----- Document excerpt
1. A processor-based method for producing a message during a speech recognition application comprising:
retrieving an identified path from a set of paths;
retrieving an identified option from a set of options associated with the identified path;
concatenating the identified path and the identified option to form a selection path; and
producing a message associated with the selection path.
2. The processor-based method of claim 1 wherein said identified path is retrieved without executing a general assistance command for describing to a user all available paths.
3. The processor-based method of claim 1 wherein said identified path is retrieved without having described to a user any paths from the set of paths other than the identified path.
4. The processor-based method of claim 1 additionally comprising continually monitoring the identified path to insure that the identified option is associated with the identified path.
5. A message produced in accordance with the method of claim 1.
6. A computer-readable medium comprising instructions for:
retrieving an identified path from a set of paths;
retrieving an identified option from a set of options associated with the identified path;
concatenating the identified path and the identified option to form a selection path; and
producing a message associated with the selection path.
7. A speech recognition system comprising:
an application;
an assistance manager for forming a selection path;
a vocabulary accessible by the application and the assistance manager and including a set of utterances applicable to the application; and
a speech recognition engine to recognize the utterances.
8. The speech recognition system of claim 7 additionally comprising a converter.
9. The speech recognition system of claim 7 wherein said vocabulary additionally includes at least one hot key word.
10. The speech recognition system of claim 7 additionally comprising a dialog manager.
11. The speech recognition system of claim 8 additionally comprising a dialog manager.
12. An operating system incorporating the speech recognition system of claim 7.
13. A computing device incorporating the speech recognition system of claim 7.
----------
Stated goal A:
In the speech recognition claims, what is formed by concatenating the identified path and the identified option?
----- Extracted material
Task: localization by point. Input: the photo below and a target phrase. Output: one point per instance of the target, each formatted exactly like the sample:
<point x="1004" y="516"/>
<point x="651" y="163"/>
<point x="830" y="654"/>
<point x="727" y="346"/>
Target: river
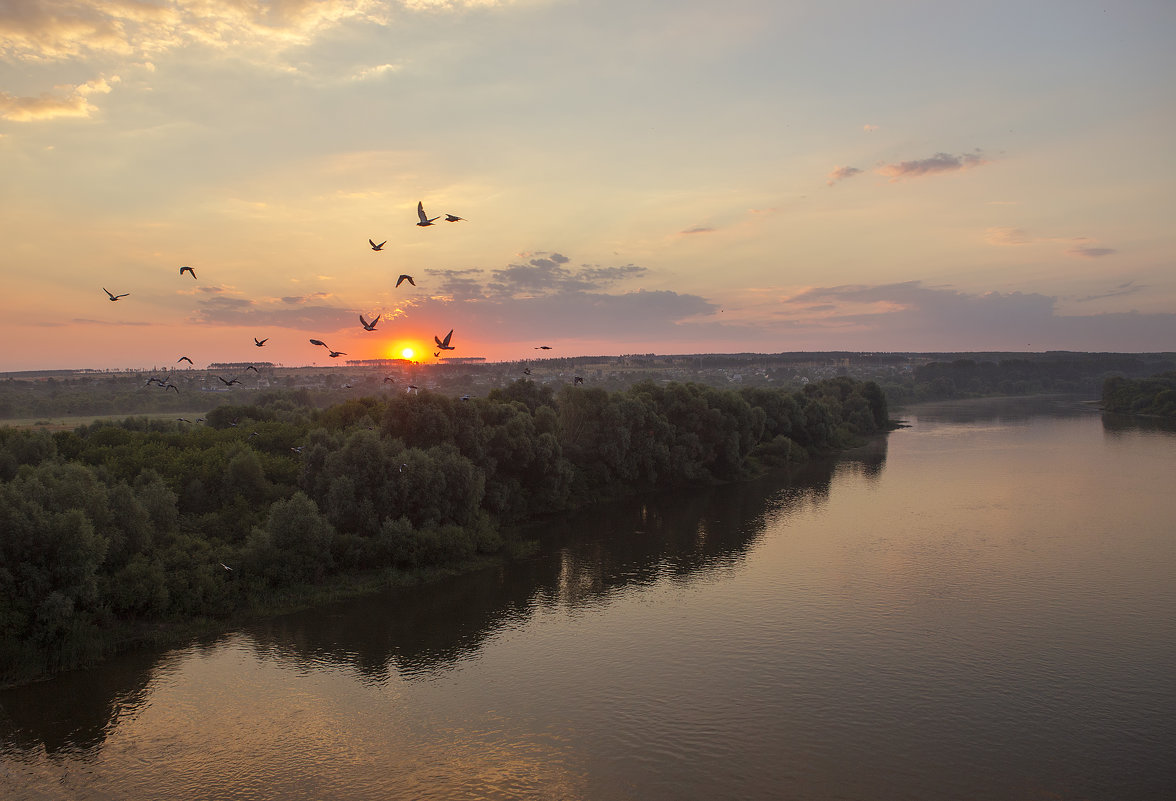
<point x="980" y="606"/>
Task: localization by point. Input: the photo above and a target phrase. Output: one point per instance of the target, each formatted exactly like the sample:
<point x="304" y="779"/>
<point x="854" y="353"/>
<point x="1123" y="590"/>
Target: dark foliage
<point x="117" y="525"/>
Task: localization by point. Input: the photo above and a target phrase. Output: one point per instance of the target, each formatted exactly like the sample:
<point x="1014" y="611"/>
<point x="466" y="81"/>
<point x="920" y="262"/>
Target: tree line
<point x="1155" y="395"/>
<point x="1075" y="373"/>
<point x="124" y="527"/>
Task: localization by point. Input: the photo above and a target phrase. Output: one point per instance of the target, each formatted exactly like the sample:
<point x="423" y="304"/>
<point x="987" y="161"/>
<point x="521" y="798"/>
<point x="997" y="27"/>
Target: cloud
<point x="915" y="316"/>
<point x="47" y="106"/>
<point x="841" y="173"/>
<point x="1090" y="252"/>
<point x="940" y="162"/>
<point x="368" y="73"/>
<point x="1007" y="237"/>
<point x="1003" y="237"/>
<point x="1128" y="288"/>
<point x="58" y="29"/>
<point x="543" y="298"/>
<point x="299" y="314"/>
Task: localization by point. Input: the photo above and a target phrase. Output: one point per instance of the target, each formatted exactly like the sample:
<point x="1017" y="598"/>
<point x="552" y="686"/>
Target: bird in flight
<point x="420" y="213"/>
<point x="443" y="344"/>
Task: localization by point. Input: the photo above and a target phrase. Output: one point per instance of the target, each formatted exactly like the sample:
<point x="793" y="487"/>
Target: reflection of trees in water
<point x="1117" y="425"/>
<point x="418" y="631"/>
<point x="999" y="409"/>
<point x="582" y="558"/>
<point x="74" y="711"/>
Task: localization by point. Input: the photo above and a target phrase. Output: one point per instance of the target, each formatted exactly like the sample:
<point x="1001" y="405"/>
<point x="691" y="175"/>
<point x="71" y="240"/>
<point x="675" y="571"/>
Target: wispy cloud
<point x="64" y="101"/>
<point x="280" y="313"/>
<point x="1127" y="288"/>
<point x="1090" y="252"/>
<point x="940" y="162"/>
<point x="911" y="315"/>
<point x="1007" y="237"/>
<point x="1078" y="246"/>
<point x="841" y="173"/>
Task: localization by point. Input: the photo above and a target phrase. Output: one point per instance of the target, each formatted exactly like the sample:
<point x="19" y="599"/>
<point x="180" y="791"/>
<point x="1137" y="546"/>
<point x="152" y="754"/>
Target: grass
----------
Stated goal B:
Copy the rows word for word, from the start of the rows through the line with "Target: river", including both ends.

Written solution A:
A selection path.

Written solution B:
Task: localization by point. Input: the photo below and a target phrase. Output: one point per instance of the target, each formatted exactly like the sample:
<point x="1004" y="516"/>
<point x="651" y="163"/>
<point x="830" y="654"/>
<point x="727" y="346"/>
Target: river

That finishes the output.